━━━ Data records

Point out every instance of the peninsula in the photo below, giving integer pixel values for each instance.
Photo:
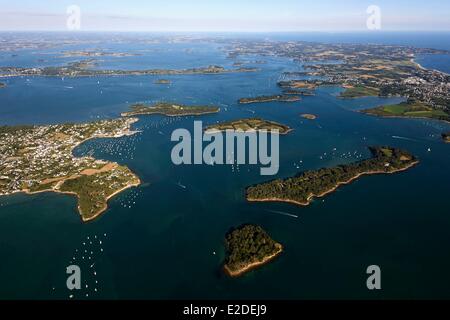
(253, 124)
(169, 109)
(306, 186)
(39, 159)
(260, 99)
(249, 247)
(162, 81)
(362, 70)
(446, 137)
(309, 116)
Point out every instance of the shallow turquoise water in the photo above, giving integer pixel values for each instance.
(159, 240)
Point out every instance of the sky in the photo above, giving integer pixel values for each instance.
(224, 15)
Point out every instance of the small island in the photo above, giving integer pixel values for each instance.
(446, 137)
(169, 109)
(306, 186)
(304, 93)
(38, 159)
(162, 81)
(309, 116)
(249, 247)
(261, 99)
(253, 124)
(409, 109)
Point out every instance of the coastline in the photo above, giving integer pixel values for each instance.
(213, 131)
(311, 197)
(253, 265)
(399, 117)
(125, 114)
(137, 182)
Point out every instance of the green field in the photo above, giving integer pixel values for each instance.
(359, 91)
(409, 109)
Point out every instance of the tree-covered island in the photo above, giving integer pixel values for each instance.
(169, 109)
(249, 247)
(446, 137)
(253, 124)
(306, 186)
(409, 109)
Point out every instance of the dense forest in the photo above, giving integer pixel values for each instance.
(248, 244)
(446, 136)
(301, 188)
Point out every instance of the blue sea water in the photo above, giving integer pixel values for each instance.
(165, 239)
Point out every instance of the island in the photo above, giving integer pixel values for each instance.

━━━━━━
━━━ Data records

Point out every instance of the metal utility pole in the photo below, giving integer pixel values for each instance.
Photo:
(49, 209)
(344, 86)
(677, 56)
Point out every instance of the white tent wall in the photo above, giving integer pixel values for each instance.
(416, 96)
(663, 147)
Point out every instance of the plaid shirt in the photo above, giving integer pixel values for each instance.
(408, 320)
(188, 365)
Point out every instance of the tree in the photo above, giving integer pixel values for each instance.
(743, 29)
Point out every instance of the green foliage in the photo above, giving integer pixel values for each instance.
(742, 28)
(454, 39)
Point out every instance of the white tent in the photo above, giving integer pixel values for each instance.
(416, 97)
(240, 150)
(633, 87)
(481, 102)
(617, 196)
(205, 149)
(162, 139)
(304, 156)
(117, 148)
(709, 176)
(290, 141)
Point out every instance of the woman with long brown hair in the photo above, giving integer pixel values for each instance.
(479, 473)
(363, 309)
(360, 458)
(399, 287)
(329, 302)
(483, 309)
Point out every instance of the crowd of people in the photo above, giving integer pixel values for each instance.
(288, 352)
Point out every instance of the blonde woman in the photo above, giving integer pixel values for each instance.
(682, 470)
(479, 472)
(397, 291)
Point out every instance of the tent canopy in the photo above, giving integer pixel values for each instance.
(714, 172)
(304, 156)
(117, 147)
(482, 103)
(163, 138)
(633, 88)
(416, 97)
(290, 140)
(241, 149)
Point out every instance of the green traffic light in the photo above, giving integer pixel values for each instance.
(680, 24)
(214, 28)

━━━━━━
━━━ Data records

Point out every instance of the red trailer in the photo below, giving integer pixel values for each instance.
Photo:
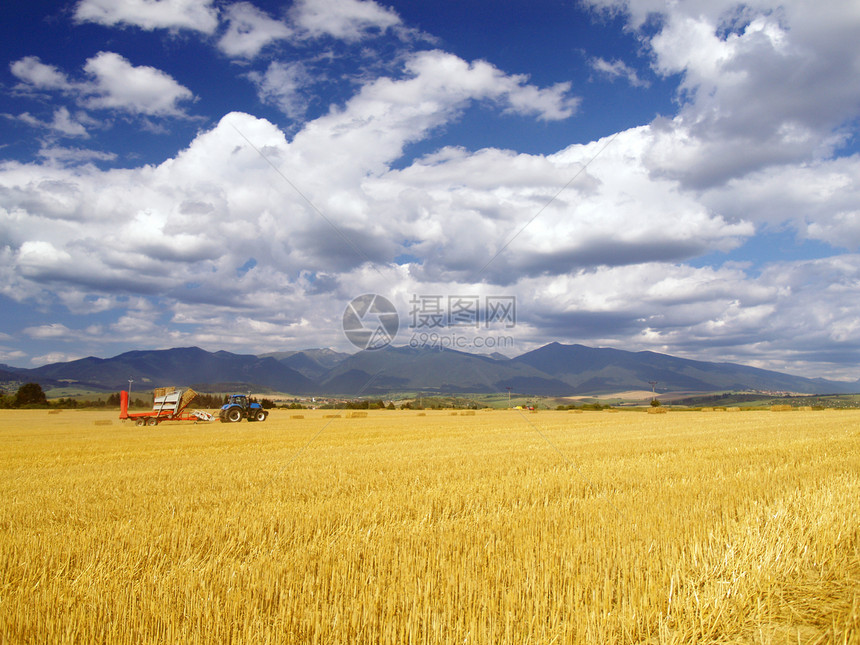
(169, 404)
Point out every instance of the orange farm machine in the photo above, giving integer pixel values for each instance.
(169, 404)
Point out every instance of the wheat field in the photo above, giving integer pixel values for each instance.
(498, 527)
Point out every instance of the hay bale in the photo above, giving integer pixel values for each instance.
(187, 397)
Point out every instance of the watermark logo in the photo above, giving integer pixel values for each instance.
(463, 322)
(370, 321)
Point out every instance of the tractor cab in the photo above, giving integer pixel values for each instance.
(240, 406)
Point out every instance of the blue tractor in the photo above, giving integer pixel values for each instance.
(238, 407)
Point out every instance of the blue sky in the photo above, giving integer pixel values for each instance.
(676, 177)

━━━━━━

[Exercise] Which lines in the entries above contain the string "tree"? Filter them out and copy each such line, treating case as significant.

[Written answer]
Point out every instance of the tree-covered island in the photo above, giving integer pixel values for each instance.
Point out every instance of the tree in the photo above, giving integer pixel values for each instance.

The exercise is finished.